Can you rename every "tortilla chip" in the lines below to "corn chip" and give all the lines back with nothing else changed?
::::::::
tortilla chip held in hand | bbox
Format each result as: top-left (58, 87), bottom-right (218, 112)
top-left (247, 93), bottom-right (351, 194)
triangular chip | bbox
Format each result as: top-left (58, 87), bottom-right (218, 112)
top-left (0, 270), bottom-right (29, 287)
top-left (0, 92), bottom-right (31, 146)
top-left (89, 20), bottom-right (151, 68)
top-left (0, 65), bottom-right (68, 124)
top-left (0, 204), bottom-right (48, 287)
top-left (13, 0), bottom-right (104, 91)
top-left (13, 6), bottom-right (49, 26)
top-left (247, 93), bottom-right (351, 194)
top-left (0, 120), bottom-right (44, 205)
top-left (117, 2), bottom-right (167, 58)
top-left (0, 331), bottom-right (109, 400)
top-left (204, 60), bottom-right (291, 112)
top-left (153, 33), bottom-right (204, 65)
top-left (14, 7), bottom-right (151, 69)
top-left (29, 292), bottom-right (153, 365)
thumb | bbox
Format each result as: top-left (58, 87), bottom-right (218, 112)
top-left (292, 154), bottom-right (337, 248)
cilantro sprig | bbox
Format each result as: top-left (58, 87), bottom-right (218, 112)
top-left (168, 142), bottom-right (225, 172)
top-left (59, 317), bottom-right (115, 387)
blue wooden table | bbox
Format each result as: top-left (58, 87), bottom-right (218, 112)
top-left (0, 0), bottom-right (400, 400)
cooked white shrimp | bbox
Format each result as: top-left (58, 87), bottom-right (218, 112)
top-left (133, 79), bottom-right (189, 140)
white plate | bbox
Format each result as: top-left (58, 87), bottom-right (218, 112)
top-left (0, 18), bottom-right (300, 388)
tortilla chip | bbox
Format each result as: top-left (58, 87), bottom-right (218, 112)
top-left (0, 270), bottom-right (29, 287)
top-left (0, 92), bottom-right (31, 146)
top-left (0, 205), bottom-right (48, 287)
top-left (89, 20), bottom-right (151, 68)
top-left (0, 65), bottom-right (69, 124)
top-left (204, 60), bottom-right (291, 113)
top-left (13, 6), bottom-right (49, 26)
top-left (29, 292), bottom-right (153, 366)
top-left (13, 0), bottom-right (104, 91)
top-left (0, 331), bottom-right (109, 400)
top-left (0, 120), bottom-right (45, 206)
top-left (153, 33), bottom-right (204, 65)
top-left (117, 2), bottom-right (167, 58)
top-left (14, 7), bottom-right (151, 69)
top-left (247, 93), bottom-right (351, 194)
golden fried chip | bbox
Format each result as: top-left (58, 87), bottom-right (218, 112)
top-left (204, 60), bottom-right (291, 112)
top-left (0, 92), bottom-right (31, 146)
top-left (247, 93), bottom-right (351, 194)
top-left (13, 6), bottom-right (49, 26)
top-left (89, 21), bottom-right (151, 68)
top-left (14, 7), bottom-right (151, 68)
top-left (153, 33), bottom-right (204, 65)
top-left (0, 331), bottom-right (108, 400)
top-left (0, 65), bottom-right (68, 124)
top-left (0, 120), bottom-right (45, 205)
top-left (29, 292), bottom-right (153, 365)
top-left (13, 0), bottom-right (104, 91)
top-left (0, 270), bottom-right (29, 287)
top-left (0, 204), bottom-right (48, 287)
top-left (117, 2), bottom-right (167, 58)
::::::::
## Response
corn chip held in hand | bbox
Format each result as: top-left (58, 87), bottom-right (218, 112)
top-left (247, 93), bottom-right (351, 194)
triangular chip | bbox
Format each result as: top-left (58, 87), bottom-right (218, 112)
top-left (0, 270), bottom-right (29, 287)
top-left (0, 92), bottom-right (31, 146)
top-left (89, 20), bottom-right (151, 68)
top-left (0, 65), bottom-right (68, 124)
top-left (0, 204), bottom-right (48, 287)
top-left (13, 0), bottom-right (104, 91)
top-left (13, 6), bottom-right (49, 26)
top-left (247, 93), bottom-right (351, 194)
top-left (0, 120), bottom-right (44, 205)
top-left (117, 2), bottom-right (167, 58)
top-left (0, 331), bottom-right (109, 400)
top-left (204, 60), bottom-right (291, 112)
top-left (153, 33), bottom-right (204, 65)
top-left (14, 7), bottom-right (151, 69)
top-left (29, 292), bottom-right (153, 365)
thumb | bbox
Format each result as: top-left (58, 87), bottom-right (218, 112)
top-left (292, 154), bottom-right (337, 248)
cilantro sprig | bbox
Format each result as: top-left (58, 87), bottom-right (218, 112)
top-left (168, 142), bottom-right (225, 172)
top-left (59, 317), bottom-right (115, 387)
blue wooden table | bbox
Format each result as: top-left (58, 87), bottom-right (218, 112)
top-left (0, 0), bottom-right (400, 400)
cooked white shrimp | bbox
Format each result as: top-left (58, 87), bottom-right (218, 112)
top-left (133, 79), bottom-right (189, 140)
white plate | bbox
Format each result as: top-left (58, 87), bottom-right (218, 112)
top-left (0, 18), bottom-right (300, 388)
corn chip | bbox
Format each result as: top-left (58, 87), bottom-right (218, 112)
top-left (0, 270), bottom-right (29, 287)
top-left (0, 92), bottom-right (31, 146)
top-left (0, 205), bottom-right (48, 287)
top-left (89, 20), bottom-right (151, 68)
top-left (0, 65), bottom-right (69, 124)
top-left (204, 60), bottom-right (291, 113)
top-left (13, 6), bottom-right (49, 26)
top-left (29, 292), bottom-right (153, 366)
top-left (13, 0), bottom-right (104, 91)
top-left (0, 331), bottom-right (109, 400)
top-left (0, 120), bottom-right (45, 206)
top-left (153, 33), bottom-right (204, 65)
top-left (117, 2), bottom-right (167, 58)
top-left (14, 7), bottom-right (151, 69)
top-left (247, 93), bottom-right (351, 194)
golden fried chip | bbox
Format each result as: top-left (58, 87), bottom-right (218, 112)
top-left (204, 60), bottom-right (291, 112)
top-left (0, 92), bottom-right (31, 146)
top-left (247, 93), bottom-right (351, 194)
top-left (13, 6), bottom-right (49, 26)
top-left (89, 21), bottom-right (151, 68)
top-left (14, 7), bottom-right (151, 68)
top-left (153, 33), bottom-right (204, 65)
top-left (0, 331), bottom-right (108, 400)
top-left (0, 65), bottom-right (68, 124)
top-left (0, 120), bottom-right (45, 205)
top-left (29, 292), bottom-right (153, 365)
top-left (13, 0), bottom-right (104, 91)
top-left (0, 270), bottom-right (29, 287)
top-left (0, 204), bottom-right (48, 287)
top-left (117, 2), bottom-right (167, 58)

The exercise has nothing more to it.